→ **Extract provided**:
"""

The best (and worst) looks from 50 years of Toronto Life fashion coverage

The best (and worst) looks from 50 years of Toronto Life fashion coverage

To celebrate Toronto Life‘s 50th anniversary, we’re revisiting the best stories, photos and issues from the magazine’s past. Here, some of our most memorable (and, we’ll admit it, hysterically passé) styles

TL-Fashion-Kitty-Eaton

February 1967
How the Well-Dressed Dress

This ancestor of our annual Stylebook profiled six stylish women-about-Toronto, including interior decorator Mary Early, TSO impresario Mary Carr-Harris and Kitty Eaton (who was married to John Craig Eaton). So, how did they dress? Mary Carr-Harris donned a green silk ball gown. Riva Gerstein chose a floor-length chinchilla coat. And, yes, there was a lot of hair.

 

TL-Fashion-East-Meets-West

October 1968
East Meets West

The fine print might have made readers think we’d reached some sort of style doomsday: “Paris is dying… London has lost her flair and flare… North America makes heads spin with the crass unfemininity of harsh colours and fabrics.” Our saving grace? The mystery of the East. That meant broadtail vests, velvet britches and gold chains—i.e., the Holy Trinity for Burning Man attendees.

"""

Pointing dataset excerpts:
"""

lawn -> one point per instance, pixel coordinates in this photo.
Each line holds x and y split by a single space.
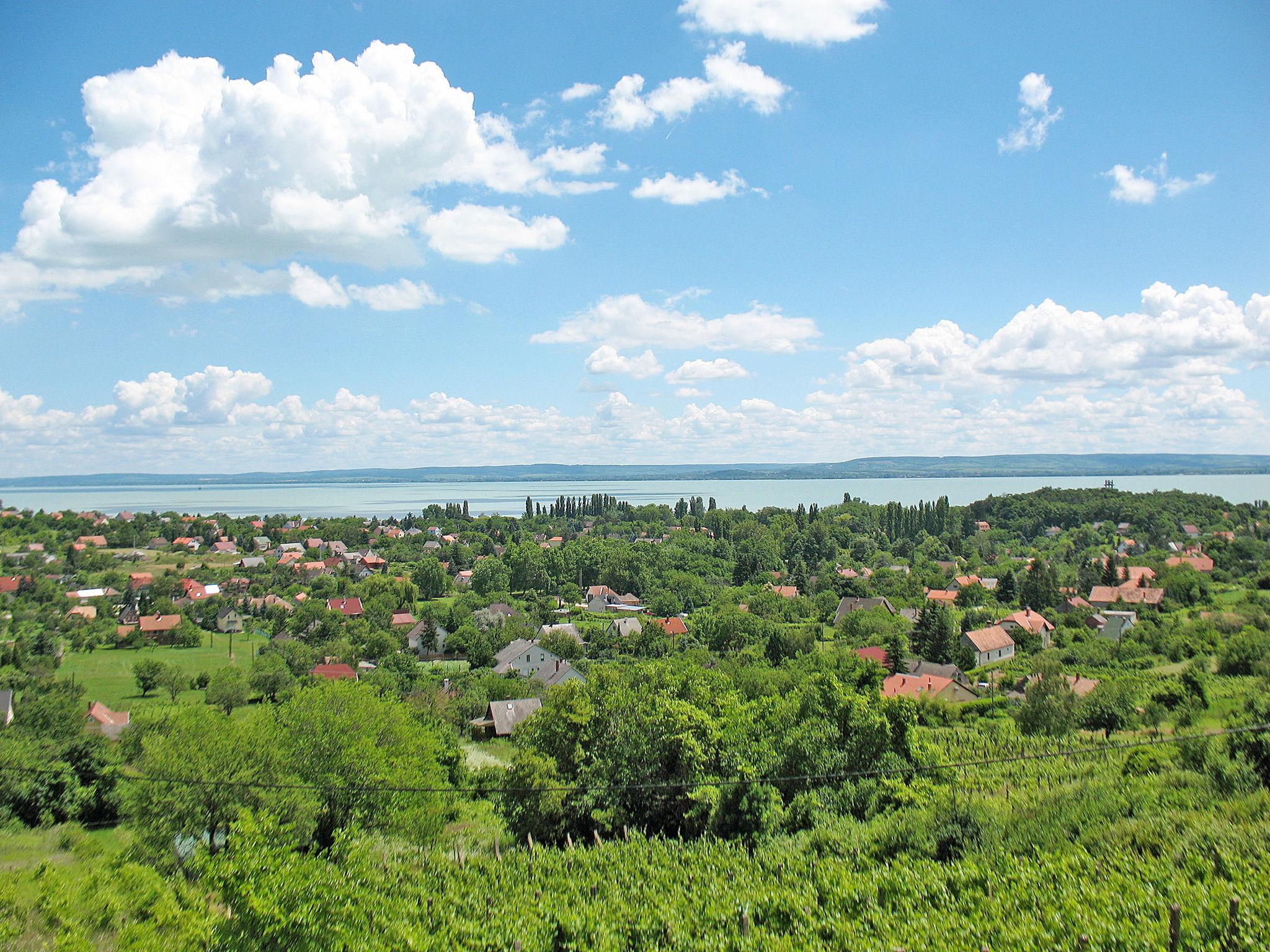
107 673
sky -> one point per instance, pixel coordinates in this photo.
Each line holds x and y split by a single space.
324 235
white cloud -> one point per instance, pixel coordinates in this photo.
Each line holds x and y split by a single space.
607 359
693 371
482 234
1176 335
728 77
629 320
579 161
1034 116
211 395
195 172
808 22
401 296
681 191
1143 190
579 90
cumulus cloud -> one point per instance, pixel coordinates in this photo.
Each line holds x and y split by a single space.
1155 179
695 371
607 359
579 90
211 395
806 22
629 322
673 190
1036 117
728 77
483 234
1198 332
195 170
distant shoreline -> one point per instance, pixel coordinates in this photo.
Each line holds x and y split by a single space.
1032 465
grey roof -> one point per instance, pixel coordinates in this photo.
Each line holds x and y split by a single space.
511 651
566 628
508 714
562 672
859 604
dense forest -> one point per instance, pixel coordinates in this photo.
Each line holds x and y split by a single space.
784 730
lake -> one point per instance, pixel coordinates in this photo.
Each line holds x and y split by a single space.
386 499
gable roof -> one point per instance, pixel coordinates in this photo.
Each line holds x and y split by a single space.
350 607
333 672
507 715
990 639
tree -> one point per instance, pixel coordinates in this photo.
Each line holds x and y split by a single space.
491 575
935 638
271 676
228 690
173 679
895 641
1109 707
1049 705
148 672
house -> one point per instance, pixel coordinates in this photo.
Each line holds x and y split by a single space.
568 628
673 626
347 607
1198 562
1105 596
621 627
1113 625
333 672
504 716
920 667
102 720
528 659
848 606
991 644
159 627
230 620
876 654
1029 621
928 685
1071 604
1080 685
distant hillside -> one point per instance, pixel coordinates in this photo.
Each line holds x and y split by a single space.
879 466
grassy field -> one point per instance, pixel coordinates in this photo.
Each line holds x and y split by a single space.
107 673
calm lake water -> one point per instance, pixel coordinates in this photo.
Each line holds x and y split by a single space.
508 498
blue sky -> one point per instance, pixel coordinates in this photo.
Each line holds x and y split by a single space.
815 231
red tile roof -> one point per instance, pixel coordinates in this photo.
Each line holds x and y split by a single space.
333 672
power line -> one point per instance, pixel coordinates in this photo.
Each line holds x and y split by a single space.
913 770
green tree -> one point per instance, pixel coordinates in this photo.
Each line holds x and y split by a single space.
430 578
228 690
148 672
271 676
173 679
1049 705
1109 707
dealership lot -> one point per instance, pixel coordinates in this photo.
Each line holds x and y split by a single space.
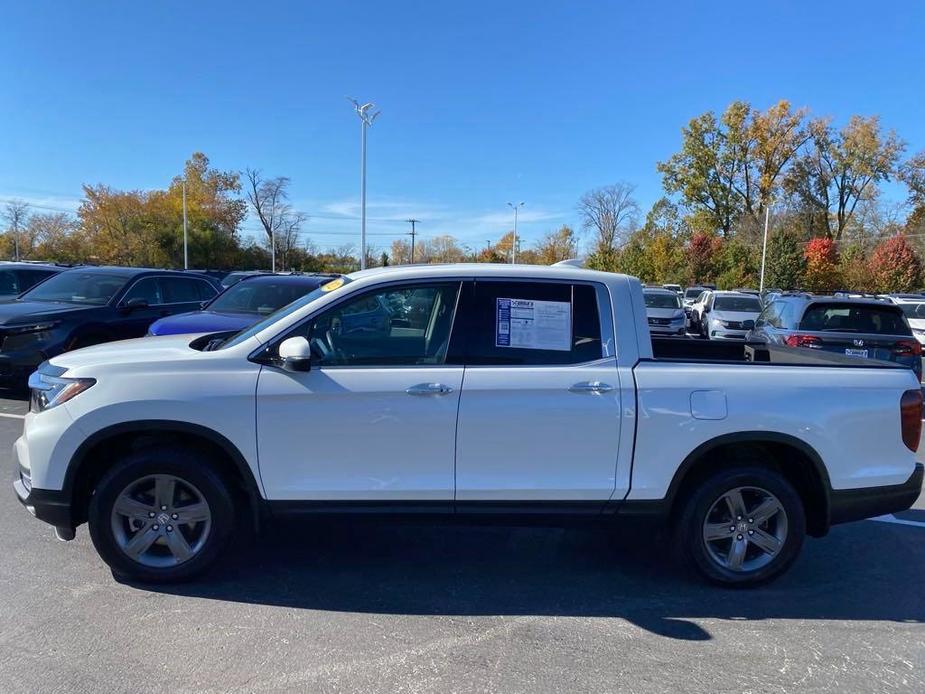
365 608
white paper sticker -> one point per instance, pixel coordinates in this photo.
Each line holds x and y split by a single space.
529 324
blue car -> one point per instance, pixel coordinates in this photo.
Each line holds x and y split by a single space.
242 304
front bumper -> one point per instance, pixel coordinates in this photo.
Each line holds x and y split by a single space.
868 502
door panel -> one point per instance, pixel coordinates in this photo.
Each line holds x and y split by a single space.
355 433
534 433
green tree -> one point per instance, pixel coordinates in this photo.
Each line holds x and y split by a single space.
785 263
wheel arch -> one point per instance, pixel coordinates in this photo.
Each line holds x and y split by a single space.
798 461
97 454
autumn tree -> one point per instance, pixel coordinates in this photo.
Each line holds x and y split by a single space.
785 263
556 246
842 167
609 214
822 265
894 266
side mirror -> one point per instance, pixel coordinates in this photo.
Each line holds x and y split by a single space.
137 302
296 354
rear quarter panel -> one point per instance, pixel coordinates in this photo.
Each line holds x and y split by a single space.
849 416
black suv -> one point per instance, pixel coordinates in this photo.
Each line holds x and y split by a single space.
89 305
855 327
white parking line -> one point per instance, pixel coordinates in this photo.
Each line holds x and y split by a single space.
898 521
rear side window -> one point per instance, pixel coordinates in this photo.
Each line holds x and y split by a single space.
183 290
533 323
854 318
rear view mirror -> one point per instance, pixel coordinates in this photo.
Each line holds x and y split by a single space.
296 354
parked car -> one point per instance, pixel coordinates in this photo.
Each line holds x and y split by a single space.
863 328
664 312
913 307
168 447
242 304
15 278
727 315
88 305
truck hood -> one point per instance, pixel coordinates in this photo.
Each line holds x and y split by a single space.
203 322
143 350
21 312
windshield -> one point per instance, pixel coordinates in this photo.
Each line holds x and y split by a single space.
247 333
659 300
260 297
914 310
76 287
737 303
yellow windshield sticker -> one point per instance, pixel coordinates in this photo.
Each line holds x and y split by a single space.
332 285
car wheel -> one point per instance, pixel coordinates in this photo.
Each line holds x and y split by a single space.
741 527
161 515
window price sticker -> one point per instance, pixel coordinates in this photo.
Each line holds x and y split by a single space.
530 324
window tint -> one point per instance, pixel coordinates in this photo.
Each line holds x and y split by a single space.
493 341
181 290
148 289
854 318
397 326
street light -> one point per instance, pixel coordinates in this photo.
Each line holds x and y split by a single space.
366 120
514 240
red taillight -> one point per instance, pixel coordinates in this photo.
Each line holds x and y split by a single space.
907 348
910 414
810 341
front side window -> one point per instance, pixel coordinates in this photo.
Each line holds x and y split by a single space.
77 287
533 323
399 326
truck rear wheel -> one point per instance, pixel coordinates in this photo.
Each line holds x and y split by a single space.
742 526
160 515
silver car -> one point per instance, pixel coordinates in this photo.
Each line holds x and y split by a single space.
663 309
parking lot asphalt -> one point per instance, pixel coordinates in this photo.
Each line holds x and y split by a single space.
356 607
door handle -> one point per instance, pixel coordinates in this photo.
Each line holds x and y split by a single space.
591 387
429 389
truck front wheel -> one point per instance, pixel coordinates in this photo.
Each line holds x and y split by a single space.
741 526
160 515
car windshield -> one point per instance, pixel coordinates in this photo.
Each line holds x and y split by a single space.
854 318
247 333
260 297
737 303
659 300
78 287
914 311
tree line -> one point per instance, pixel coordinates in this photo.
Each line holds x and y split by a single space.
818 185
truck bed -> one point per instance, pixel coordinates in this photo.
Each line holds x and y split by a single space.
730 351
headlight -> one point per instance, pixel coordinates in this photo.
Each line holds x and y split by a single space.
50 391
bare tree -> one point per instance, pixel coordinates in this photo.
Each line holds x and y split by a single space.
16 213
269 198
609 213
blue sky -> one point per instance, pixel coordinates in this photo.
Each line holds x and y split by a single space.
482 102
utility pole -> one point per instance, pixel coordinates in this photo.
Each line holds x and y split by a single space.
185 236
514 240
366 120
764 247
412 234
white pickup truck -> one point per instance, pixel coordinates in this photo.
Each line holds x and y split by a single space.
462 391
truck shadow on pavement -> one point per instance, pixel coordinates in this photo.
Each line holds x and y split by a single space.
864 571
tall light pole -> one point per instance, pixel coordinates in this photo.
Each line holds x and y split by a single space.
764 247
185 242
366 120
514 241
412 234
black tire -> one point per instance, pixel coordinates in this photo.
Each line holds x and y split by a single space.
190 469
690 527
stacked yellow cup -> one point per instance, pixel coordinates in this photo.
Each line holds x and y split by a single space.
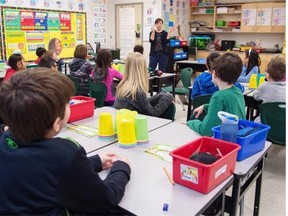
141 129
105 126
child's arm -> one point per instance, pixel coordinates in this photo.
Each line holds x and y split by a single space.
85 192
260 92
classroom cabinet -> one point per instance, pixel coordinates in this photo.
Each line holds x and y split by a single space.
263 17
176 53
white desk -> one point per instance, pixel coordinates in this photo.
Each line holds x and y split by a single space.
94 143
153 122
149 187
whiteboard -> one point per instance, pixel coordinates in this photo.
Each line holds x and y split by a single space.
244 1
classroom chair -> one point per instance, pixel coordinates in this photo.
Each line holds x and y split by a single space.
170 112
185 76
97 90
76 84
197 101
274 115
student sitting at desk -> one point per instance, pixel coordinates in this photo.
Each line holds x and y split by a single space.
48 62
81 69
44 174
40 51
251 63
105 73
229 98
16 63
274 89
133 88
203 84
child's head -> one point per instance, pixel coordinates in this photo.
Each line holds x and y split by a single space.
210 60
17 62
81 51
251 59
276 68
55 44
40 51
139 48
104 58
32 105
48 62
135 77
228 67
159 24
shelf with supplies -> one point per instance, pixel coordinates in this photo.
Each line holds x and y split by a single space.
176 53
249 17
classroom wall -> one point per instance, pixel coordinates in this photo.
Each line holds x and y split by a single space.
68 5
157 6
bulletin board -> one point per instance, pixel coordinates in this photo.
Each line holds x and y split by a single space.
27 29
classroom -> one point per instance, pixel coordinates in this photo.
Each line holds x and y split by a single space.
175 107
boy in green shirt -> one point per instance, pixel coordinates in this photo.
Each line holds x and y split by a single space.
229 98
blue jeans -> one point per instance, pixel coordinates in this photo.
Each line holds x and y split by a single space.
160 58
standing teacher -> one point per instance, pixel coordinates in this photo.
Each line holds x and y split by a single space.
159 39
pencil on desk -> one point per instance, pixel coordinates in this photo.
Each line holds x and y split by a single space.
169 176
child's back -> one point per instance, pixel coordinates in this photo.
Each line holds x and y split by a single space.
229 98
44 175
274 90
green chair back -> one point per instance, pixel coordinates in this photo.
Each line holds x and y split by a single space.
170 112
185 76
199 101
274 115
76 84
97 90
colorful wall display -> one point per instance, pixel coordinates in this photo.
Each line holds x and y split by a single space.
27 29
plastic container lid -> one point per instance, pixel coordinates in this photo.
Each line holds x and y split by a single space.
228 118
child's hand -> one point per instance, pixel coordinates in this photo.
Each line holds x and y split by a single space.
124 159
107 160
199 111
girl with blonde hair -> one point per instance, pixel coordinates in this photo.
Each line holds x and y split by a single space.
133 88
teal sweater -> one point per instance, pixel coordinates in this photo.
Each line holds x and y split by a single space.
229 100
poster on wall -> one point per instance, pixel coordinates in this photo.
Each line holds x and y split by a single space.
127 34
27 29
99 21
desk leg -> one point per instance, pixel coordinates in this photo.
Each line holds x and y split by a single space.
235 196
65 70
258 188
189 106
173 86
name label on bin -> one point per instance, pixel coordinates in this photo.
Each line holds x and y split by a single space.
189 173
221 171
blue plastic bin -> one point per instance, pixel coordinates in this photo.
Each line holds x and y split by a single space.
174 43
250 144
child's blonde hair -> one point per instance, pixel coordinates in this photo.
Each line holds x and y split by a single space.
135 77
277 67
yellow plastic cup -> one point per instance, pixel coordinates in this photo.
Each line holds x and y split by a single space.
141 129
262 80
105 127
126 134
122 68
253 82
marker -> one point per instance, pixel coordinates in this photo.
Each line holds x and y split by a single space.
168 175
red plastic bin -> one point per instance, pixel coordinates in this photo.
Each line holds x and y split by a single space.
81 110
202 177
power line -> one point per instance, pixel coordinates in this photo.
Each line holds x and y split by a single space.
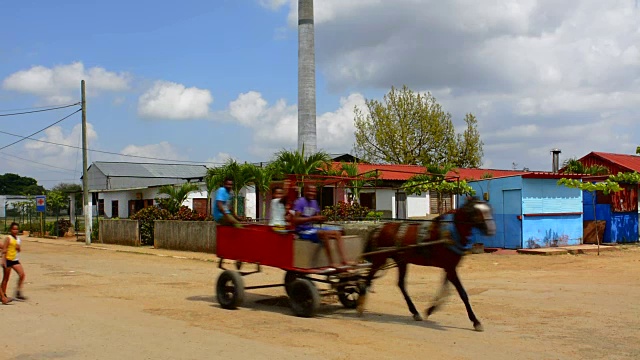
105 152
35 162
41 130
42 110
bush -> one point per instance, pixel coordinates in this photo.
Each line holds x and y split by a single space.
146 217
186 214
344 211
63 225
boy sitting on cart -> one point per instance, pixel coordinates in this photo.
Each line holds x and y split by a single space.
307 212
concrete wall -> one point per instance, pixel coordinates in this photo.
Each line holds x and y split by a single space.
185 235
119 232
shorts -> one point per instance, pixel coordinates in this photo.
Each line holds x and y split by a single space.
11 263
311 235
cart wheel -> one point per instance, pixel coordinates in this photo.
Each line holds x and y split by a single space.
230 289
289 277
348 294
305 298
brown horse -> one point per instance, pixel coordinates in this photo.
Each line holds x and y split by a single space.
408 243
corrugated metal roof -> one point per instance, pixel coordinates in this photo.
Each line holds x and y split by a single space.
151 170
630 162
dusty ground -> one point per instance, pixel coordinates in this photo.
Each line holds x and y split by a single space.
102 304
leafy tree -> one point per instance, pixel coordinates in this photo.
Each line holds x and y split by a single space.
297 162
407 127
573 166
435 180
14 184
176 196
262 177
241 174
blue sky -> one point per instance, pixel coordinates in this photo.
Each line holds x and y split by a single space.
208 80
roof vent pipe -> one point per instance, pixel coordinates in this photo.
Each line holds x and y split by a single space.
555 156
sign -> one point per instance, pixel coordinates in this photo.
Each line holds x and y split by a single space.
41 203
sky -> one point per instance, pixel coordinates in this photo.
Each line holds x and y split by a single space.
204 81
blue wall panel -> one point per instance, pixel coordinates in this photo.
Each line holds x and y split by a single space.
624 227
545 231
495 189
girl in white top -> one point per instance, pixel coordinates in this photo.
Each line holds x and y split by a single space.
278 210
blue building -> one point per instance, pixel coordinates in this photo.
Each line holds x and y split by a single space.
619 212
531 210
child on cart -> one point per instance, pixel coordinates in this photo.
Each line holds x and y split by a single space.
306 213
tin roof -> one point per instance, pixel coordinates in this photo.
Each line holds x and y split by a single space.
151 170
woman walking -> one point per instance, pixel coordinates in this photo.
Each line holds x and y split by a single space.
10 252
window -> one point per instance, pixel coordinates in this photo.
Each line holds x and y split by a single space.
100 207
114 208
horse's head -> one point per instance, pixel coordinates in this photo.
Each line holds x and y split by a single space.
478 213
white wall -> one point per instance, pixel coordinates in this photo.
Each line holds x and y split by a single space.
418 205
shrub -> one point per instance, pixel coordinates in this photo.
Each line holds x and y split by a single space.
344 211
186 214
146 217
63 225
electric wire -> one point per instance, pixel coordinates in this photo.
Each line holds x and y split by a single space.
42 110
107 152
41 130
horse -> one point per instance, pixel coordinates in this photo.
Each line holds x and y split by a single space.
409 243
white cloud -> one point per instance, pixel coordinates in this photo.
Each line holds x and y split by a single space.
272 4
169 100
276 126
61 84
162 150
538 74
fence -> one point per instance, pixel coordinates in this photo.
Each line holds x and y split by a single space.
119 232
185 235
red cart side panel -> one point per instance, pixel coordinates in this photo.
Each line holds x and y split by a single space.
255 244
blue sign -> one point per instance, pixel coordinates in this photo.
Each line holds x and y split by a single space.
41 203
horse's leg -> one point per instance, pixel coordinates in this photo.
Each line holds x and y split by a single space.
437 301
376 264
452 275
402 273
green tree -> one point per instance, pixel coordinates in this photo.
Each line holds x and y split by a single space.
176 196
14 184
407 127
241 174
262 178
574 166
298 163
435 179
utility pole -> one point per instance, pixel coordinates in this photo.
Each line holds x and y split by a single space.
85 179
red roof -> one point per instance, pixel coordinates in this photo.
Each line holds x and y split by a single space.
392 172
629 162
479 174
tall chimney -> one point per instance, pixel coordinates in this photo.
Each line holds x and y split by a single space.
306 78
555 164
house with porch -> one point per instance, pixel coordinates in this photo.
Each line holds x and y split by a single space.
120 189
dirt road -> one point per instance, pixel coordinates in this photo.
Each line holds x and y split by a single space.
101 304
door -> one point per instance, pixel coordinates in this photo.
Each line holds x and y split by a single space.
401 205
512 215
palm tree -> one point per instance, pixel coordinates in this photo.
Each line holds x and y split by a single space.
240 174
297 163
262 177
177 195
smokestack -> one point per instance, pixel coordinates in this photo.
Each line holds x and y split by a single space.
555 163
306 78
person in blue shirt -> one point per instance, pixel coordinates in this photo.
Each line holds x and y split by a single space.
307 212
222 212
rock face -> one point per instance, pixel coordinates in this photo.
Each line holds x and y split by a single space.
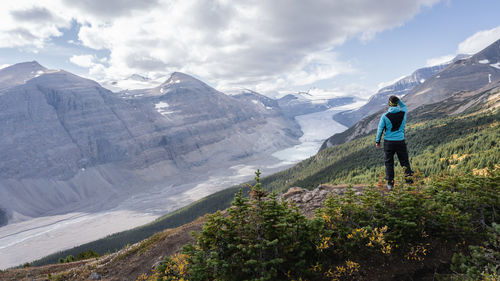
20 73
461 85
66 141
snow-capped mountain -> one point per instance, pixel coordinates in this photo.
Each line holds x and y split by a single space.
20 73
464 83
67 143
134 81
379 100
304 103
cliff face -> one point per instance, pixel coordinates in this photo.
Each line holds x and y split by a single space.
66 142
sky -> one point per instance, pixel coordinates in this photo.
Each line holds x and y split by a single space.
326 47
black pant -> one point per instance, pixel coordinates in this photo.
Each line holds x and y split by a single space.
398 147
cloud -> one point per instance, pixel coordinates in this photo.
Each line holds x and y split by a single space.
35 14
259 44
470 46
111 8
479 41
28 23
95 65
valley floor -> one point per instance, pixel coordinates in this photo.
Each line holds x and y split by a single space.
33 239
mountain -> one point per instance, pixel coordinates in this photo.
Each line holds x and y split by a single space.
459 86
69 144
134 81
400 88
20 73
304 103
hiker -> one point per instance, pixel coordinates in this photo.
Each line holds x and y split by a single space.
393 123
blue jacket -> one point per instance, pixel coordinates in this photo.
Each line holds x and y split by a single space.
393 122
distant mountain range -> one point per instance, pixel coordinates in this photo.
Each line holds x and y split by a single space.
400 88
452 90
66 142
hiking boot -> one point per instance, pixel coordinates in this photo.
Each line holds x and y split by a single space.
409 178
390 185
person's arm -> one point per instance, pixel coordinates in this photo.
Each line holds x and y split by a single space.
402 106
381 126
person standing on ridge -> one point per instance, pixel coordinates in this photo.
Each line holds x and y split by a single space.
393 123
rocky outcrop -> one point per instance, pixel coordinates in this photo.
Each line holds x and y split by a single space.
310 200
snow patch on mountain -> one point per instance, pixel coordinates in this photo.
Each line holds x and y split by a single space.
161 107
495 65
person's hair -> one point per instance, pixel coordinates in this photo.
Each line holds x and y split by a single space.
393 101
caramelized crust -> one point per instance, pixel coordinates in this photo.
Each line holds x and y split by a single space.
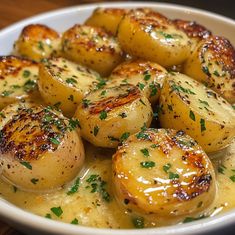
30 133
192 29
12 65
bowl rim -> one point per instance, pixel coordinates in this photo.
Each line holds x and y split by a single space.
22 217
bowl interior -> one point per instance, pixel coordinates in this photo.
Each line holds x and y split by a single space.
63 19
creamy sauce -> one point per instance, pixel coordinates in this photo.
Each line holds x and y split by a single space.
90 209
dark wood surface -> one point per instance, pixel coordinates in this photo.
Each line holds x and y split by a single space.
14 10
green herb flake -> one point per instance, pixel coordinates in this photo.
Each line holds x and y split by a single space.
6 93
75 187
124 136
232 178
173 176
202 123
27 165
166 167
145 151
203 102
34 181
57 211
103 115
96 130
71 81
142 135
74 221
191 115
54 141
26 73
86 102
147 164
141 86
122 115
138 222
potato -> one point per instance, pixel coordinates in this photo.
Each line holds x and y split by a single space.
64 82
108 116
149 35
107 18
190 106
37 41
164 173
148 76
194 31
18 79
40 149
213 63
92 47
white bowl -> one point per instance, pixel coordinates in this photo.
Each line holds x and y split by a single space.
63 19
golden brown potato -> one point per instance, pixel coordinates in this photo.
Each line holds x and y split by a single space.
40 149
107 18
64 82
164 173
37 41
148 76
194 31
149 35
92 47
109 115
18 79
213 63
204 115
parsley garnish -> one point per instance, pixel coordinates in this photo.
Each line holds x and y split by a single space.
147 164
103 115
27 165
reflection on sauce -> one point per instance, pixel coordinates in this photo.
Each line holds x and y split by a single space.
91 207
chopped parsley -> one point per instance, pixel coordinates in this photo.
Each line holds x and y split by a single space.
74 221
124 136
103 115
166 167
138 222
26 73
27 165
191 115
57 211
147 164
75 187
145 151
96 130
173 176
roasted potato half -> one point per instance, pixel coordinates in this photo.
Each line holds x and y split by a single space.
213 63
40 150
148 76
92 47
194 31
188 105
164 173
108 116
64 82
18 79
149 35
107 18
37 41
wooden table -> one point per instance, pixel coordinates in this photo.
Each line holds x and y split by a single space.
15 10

"""

Answer these questions using the piece on Toronto Life fashion coverage above:
1. What did Mary Carr-Harris wear in the February 1967 feature?
2. Which garment did Riva Gerstein choose?
3. According to the October 1968 feature, what was the saving grace?

1. A green silk ball gown.
2. A floor-length chinchilla coat.
3. The mystery of the East.